== Фрагмент текста ==
- - - - - - -
До приезда Ленина «Правда» вообще не упоминала о циммервальдской левой. Говоря об Интернационале, не указывала о каком. Это Ленин и называл «каутскианством» «Правды». «В Циммервальде и Кинтале, - заявил он на партийном совещании, - получил преобладание центр… Мы заявляем, что образовали левую и порвали с центром… Течение левого Циммервальда существует во всех странах мира. Массы должны разбираться, что социализм раскололся во всем мире…».

Три дня перед тем Сталин провозглашал на этом самом совещании свою готовность изживать разногласия с Церетели на основах Циммервальда - Кинталя, то есть на основах каутскианства. «Я слышу, что в России идет объединительная тенденция, - говорил Ленин, - объединение с оборонцами - это предательство социализма. Я думаю, что лучше остаться одному, как Либкнехт. Один против 110!» Обвинение в предательстве социализма, пока еще безыменное, здесь не просто крепкое слово: оно полностью выражает отношение Ленина к тем большевикам, которые протягивают палец социал-патриотам. В противовес Сталину, считающему возможным объединиться с меньшевиками, Ленин считает недопустимым носить дальше общее с ними имя социал-демократии. «Лично от себя, - говорит он, - предлагаю переменить название партии, назваться Коммунистической партией». «Лично от себя» - это значит, что никто, ни один из участников совещания не соглашался на этот символический жест окончательного разрыва со Вторым Интернационалом.
- - - - - - -
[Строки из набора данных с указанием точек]
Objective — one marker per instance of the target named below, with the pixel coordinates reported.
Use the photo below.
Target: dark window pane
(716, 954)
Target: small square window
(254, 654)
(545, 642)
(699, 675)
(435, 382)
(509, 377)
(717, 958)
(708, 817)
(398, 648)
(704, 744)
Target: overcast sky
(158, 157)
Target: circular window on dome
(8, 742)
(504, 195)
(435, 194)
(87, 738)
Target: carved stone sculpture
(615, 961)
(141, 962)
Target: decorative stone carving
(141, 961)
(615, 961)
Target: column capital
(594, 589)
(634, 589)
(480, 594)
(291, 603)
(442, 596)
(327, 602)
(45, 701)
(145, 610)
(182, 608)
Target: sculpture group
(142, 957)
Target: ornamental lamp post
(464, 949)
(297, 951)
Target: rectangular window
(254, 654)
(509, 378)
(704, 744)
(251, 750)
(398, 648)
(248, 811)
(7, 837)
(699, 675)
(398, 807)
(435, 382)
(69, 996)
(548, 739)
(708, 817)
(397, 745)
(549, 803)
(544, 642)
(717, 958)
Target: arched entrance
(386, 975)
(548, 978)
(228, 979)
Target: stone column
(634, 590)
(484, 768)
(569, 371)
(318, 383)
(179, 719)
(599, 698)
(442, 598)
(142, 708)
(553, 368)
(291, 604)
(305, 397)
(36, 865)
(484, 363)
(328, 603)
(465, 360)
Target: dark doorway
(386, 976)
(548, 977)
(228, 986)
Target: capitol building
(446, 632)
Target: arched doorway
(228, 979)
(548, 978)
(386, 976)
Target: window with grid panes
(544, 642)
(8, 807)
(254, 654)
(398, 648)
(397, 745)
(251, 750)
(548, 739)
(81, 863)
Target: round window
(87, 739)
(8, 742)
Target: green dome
- - - - - - -
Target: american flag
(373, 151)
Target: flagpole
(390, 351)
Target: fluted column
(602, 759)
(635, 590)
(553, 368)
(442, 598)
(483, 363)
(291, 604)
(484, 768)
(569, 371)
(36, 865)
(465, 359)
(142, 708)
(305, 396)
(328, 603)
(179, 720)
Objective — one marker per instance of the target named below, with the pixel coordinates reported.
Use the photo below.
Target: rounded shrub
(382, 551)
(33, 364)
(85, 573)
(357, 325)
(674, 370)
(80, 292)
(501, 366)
- - - - - - -
== Задание ==
Какое новое название партии Ленин лично от себя предложил на совещании, согласно фрагменту о его выступлении? Записи для выполнения задания не понадобятся.

== Решение задания ==
Ленин предложил назваться Коммунистической партией.